◆ TASK TO CARRY OUT ◆
Update the rows, starting with the first line and going on through the line with "x=163, y=264", by replacing "photo" with "image" and changing nothing else. Leave the pictures out of your answer.

◆ RECORDS TO PROCESS ◆

## START

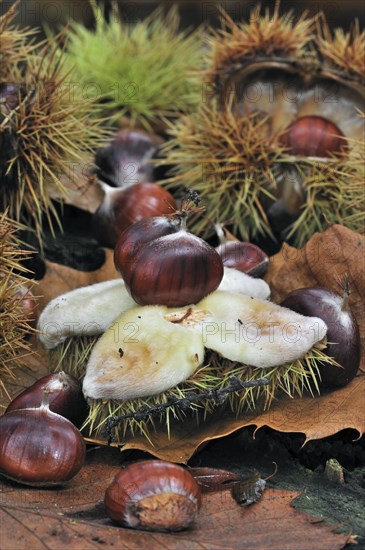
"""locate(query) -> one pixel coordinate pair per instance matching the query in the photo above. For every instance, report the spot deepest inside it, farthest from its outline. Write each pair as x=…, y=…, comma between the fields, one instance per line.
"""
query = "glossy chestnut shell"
x=39, y=447
x=65, y=397
x=342, y=335
x=121, y=208
x=314, y=136
x=153, y=495
x=162, y=264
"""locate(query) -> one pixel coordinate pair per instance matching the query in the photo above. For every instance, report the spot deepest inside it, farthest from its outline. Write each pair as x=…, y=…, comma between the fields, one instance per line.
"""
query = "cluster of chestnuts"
x=39, y=444
x=41, y=447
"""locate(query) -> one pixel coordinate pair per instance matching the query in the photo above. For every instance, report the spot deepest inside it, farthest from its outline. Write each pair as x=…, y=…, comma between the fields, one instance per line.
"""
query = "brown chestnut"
x=162, y=263
x=153, y=495
x=64, y=394
x=314, y=136
x=342, y=334
x=127, y=159
x=39, y=447
x=123, y=207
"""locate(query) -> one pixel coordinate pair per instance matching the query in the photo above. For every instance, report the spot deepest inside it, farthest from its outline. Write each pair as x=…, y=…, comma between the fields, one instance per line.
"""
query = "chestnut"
x=124, y=207
x=127, y=159
x=64, y=394
x=153, y=495
x=39, y=447
x=314, y=136
x=342, y=334
x=163, y=264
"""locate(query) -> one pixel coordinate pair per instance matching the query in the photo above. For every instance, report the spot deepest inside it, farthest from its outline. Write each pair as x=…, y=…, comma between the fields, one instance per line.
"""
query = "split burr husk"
x=263, y=75
x=45, y=126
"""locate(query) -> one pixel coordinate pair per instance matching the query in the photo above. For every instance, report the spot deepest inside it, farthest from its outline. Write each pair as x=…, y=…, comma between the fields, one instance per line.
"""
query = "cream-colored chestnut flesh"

## END

◆ FINAL RESULT ◆
"""locate(query) -> one pixel coordinate pair per instance matching the query in the image above. For every instance, report the spot deepest inside it, farthest from its outline. Write each pair as x=…, y=…, comma between the fields, one instance per line.
"""
query = "glossy chestnut shell"
x=39, y=447
x=65, y=397
x=342, y=335
x=121, y=208
x=314, y=136
x=153, y=495
x=162, y=264
"""locate(query) -> one pixel coordinate pair per instance matching the query in the image above. For every instance, report the spot deepest inside it, farthest from its outline. Write each pair as x=…, y=…, comma between the fields, one instance per line.
"""
query = "cluster of chestnuts"
x=39, y=444
x=41, y=447
"""locate(query) -> one pixel coordinate pair per instance matching the query in the image above. For every instance, report the spot deepest inside it, farthest from its outline. Write each pair as x=…, y=…, comma between the fields, one instance per line.
"""
query = "brown chestnut"
x=162, y=263
x=153, y=495
x=64, y=394
x=314, y=136
x=342, y=334
x=127, y=159
x=39, y=447
x=123, y=207
"""locate(query) -> one pixel coordinate pair per instance matching the query in the image above. For every instance, report the spot deepest inside it, farthest from its outline. Write each pair as x=…, y=…, comma between the fields, one instance per line.
"""
query = "chestnut"
x=124, y=207
x=127, y=159
x=64, y=394
x=153, y=495
x=39, y=447
x=314, y=136
x=342, y=334
x=163, y=264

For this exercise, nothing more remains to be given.